**AIM OF THE TASK:**
Return exactly the lines of the records below, starting at the line that contains "trousers in the photo above." and ending at the line that contains "crosswalk in the photo above.", with both of those lines kept.

**PROVIDED DATA:**

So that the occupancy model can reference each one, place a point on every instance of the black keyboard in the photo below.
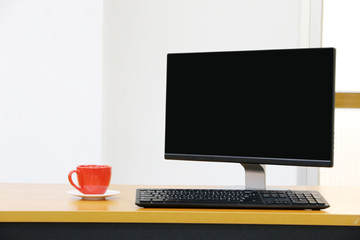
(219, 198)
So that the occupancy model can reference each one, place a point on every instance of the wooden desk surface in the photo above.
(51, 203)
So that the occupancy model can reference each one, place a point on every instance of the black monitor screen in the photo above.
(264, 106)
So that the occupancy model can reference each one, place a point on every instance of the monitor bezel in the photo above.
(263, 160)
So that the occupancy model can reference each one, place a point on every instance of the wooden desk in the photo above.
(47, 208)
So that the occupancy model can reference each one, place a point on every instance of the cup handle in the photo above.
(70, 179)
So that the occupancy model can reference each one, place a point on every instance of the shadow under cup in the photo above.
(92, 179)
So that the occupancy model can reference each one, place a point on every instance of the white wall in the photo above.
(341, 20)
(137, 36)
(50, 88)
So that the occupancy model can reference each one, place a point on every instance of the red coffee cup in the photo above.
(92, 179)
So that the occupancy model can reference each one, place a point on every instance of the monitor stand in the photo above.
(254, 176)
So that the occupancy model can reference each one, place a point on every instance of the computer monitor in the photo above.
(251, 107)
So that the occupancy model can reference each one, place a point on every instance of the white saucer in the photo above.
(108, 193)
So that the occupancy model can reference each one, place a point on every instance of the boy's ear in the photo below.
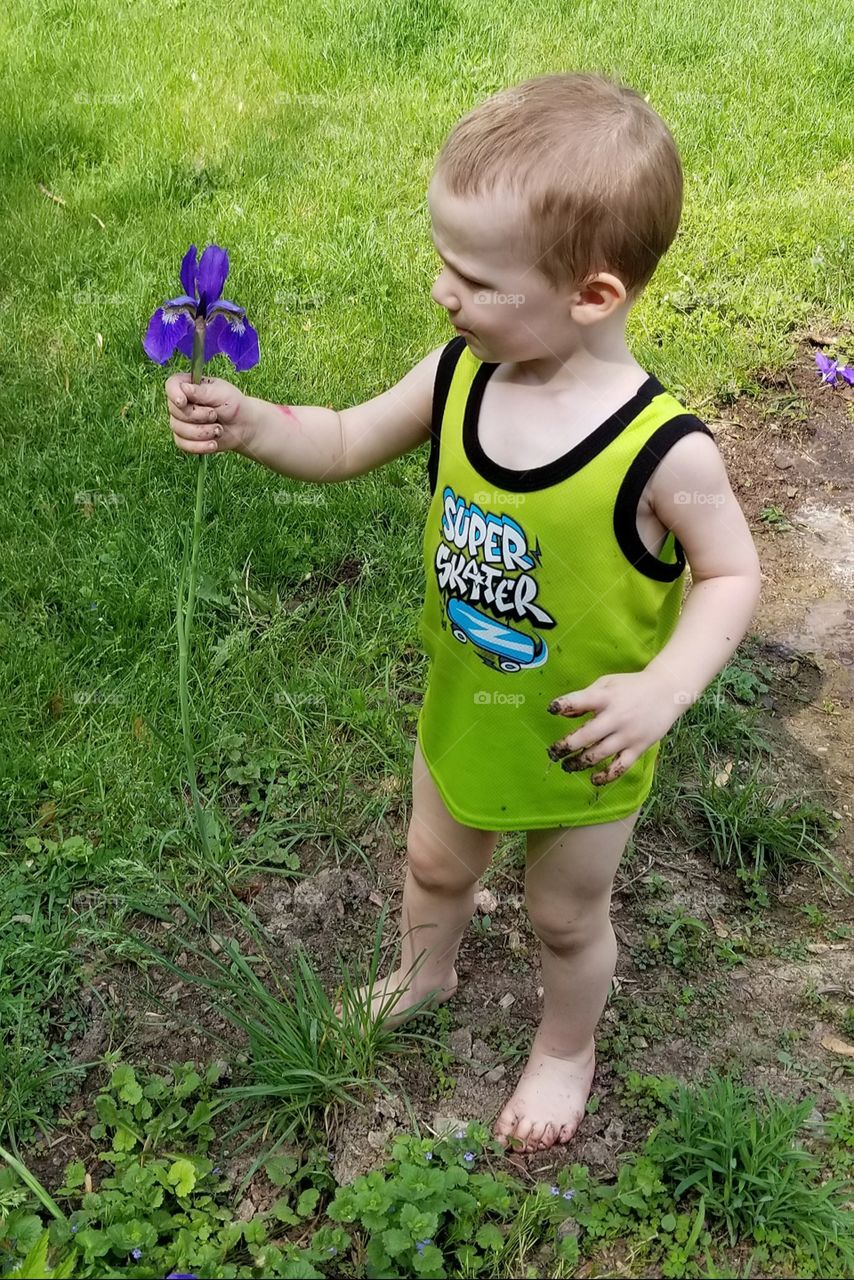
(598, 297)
---
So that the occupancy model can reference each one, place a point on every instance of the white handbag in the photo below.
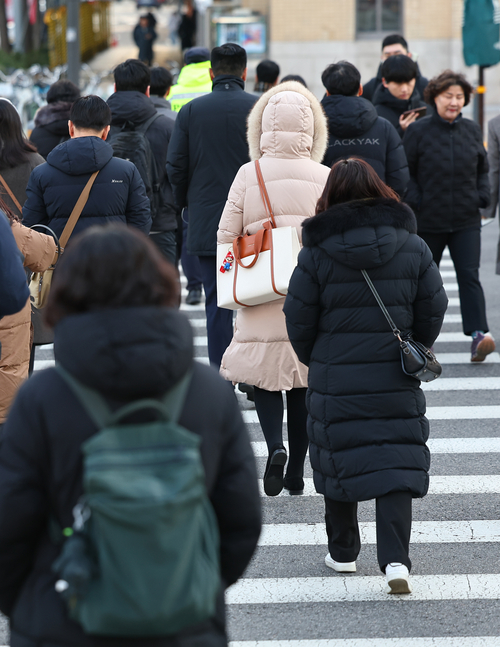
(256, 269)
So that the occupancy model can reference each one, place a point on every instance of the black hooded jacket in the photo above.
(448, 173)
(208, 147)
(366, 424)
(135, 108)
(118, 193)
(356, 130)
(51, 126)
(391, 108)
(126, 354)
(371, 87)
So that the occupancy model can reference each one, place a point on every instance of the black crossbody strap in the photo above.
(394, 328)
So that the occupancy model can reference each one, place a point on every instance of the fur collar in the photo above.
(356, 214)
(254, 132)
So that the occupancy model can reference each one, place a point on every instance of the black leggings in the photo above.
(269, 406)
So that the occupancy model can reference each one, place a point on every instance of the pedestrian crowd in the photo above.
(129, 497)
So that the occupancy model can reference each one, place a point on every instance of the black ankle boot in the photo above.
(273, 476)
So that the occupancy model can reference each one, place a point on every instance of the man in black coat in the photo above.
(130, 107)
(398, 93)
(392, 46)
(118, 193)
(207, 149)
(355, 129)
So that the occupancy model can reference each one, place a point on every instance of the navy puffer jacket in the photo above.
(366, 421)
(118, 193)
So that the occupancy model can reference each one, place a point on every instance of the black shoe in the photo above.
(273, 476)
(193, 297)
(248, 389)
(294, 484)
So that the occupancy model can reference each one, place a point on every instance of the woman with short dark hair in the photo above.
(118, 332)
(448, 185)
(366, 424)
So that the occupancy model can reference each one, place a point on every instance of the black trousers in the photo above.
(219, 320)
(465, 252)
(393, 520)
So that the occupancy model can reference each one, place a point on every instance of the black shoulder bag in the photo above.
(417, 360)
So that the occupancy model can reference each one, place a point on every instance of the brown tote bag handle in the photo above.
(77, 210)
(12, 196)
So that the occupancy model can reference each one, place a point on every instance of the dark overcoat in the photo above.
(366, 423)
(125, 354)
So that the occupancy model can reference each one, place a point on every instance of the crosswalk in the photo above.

**TASK ANSWER:**
So that the occupancy model can reference each one, place a point on every instance of the black trousers in the photo above.
(219, 320)
(465, 252)
(393, 520)
So that the occupancy model can reference each one, place a point on every instance of the black shoulder bag in the photo above.
(417, 360)
So that the occupancy model can reference each one, place a point on every instance of the brown tote bag handle in the photo above.
(77, 210)
(12, 196)
So that the occupancy model can reference each one, place a point on every instance of the dark overcoat in the photo above.
(366, 423)
(125, 354)
So that the occupancy model can reference each one, place a point on every instance of the crosswalk in the photo above.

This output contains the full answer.